##### TEXT SHOWN
Re: [nameidata 1/2] Don't pass NULL nameidata to vfs_create

2007-05-11 Thread Andreas Gruenbacher
On Monday 16 April 2007 18:21, Christoph Hellwig wrote:
> On Mon, Apr 16, 2007 at 06:11:30PM +0200, Andreas Gruenbacher wrote:
> > On Thursday 12 April 2007 12:06, Christoph Hellwig wrote:
> > > Once again very strong NACK.  Every conditional passing of vfsmounts get 
> > > my veto.  As mentioned last time if you really want this send a patch
> > > series first that passed the vfsmount consistantly.
> > 
> > I don't consider it fair to NACK this patch just because some other part
> > of the kernel uses vfs_create() in the wrong way -- those are really
> > independent issues. The bug is not that hard to fix though; here is a
> > proposed patch on top of the other AppArmor patches.
> 
> Note that it's not just this particular hunk, all these kinds of conditional
> passing are wrong.

Yes, the vfs uses or passes through a NULL nameidata or vfsmount pointer and 
no intent information in several places:

 (1) vfs_create() is called with a NULL nameidata in two places,

 (2) lookup_one_len() and lookup_one_len_kern() pass a NULL nameidata to
 permission(), d_op->d_revalidate(), and i_op->lookup(),

 (3) file_permission() passes a NULL nameidata to permission().

 (4) permission() is directly called with NULL nameidata in some places, and

In general it is incorrect to use NULL nameidata or vfsmounts because then the
vfsmount->mnt_flags cannot be checked, and no intent information is available. 
Intents are an optional optimization for remote filesystems; we can simply 
ignore them for local filesystems. There are some cases where we are passing 
NULL which are real bugs, but there are also other cases in which the 
operations are not mount related: for example, filesystems like pipefs have 
the MS_NOUSER flag set which indicates that they cannot be mounted at all. On 
filesystems like sysfs, files are created and removed whether or not that 
filesystem is mounted.

The places where we should pass a proper nameidata / vfsmount but don't should 
be fixed. Those are long-standing issues in the vfs though, and at least some 
are not easy to correct. AppArmor is affected by some of the NULL vfsmount 
passing, and we found a few more problems when looking into this more 
closely, but most of that NULL passing doesn't affect AppArmor:

 * In some places, vfs functions are called without nameidata / vfsmount,
   followed by calling lsm hooks with a vfsmount. In those cases, the vfs
   functions cannot check the vfsmount flags, but the lsm hooks will still
   do the appropriate checks.

 * In the AppArmor security model, directory searching is always allowed, and
   the access check are done once the leaf dentry + vfsmount has been looked
   up. For example, granting write access to /var/tmp/foo in a profile is
   sufficient to allow that access; search access to /var and /var/tmp does
   not need to be specified. (The regular inode permission checks are of
   course still performed.)

 * For filesystems like nfsd, the concept of pathname based access control
   doesn't make sense because of properties of the protocol: there is no
   reliable mapping from an nfs file handle to a particular file; aliases
   to the same file cannot be distinguished. (The AppArmor techdoc [1]
   describes this in more detail.)
##########
##### RECORDED DATA
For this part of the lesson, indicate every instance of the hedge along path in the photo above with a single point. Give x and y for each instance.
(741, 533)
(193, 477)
##########
• _INSTRUCTION_:
Answer these questions about the mailing list thread, one answer per line.
1. In how many places is vfs_create() called with a NULL nameidata?
2. Which flag, set on filesystems like pipefs, indicates that they cannot be mounted at all?
3. In the AppArmor security model, what is always allowed?

• _FINAL RESULT_:
1. Two
2. MS_NOUSER
3. Directory searching